EXERCISE: Copy out the records below word for word.

DATA SHOWN:
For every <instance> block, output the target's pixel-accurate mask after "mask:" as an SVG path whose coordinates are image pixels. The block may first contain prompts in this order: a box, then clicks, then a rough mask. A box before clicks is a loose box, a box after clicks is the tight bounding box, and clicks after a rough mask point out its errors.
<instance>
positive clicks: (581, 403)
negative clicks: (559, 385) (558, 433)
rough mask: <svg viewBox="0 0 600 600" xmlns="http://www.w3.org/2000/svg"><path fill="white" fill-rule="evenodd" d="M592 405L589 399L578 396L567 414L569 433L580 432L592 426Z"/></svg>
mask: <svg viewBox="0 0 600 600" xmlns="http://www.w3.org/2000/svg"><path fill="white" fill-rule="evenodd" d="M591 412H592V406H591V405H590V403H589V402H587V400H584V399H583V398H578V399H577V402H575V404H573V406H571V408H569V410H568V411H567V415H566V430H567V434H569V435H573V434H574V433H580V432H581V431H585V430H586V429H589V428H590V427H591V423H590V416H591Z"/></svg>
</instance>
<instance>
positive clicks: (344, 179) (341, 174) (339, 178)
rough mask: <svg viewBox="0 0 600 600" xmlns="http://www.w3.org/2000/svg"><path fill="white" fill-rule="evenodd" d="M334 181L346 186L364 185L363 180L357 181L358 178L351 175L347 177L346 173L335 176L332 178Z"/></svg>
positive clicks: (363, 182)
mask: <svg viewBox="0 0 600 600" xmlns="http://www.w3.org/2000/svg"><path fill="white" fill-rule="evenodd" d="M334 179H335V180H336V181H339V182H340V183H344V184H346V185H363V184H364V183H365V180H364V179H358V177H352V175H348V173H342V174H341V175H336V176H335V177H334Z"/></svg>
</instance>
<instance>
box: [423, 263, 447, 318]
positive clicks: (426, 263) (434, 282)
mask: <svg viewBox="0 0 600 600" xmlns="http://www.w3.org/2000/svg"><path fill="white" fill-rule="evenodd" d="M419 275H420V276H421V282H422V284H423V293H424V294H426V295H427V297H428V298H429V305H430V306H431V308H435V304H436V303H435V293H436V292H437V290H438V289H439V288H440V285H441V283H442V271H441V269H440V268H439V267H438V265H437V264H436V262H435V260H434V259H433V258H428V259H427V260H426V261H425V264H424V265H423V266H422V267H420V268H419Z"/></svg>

ANSWER FOR THIS EXERCISE:
For every <instance> block, output the target's pixel-accurate mask after "mask:" as an SVG path whose coordinates are image pixels. The block may first contain prompts in this order: a box, then clicks, then a rough mask. A box before clicks is a loose box, a box after clicks is the tight bounding box, and clicks after a rough mask point out its errors.
<instance>
positive clicks: (581, 403)
negative clicks: (559, 385) (558, 433)
rough mask: <svg viewBox="0 0 600 600" xmlns="http://www.w3.org/2000/svg"><path fill="white" fill-rule="evenodd" d="M592 405L589 399L578 396L567 414L569 433L580 432L592 426Z"/></svg>
mask: <svg viewBox="0 0 600 600" xmlns="http://www.w3.org/2000/svg"><path fill="white" fill-rule="evenodd" d="M591 412H592V406H591V405H590V403H589V402H587V400H584V399H583V398H578V399H577V402H575V404H573V406H571V408H569V410H568V411H567V415H566V430H567V434H569V435H573V434H574V433H580V432H581V431H585V430H586V429H589V428H590V427H591V423H590V416H591Z"/></svg>
</instance>
<instance>
positive clicks: (344, 179) (341, 174) (339, 178)
rough mask: <svg viewBox="0 0 600 600" xmlns="http://www.w3.org/2000/svg"><path fill="white" fill-rule="evenodd" d="M334 181L346 186L364 185L363 180L357 181L358 178L351 175L347 177L346 173L335 176L332 178Z"/></svg>
positive clicks: (363, 182)
mask: <svg viewBox="0 0 600 600" xmlns="http://www.w3.org/2000/svg"><path fill="white" fill-rule="evenodd" d="M334 179H335V180H336V181H339V182H340V183H344V184H346V185H363V184H364V183H365V180H364V179H358V177H352V175H348V173H342V174H341V175H336V176H335V177H334Z"/></svg>
</instance>
<instance>
box: [423, 263, 447, 318]
positive clicks: (426, 263) (434, 282)
mask: <svg viewBox="0 0 600 600" xmlns="http://www.w3.org/2000/svg"><path fill="white" fill-rule="evenodd" d="M419 275H420V276H421V282H422V284H423V293H424V294H426V295H427V297H428V298H429V305H430V306H431V308H435V304H436V303H435V293H436V292H437V290H438V289H439V288H440V285H441V283H442V271H441V269H440V268H439V267H438V265H437V264H436V262H435V260H434V259H433V258H428V259H427V260H426V261H425V264H424V265H423V266H422V267H420V268H419Z"/></svg>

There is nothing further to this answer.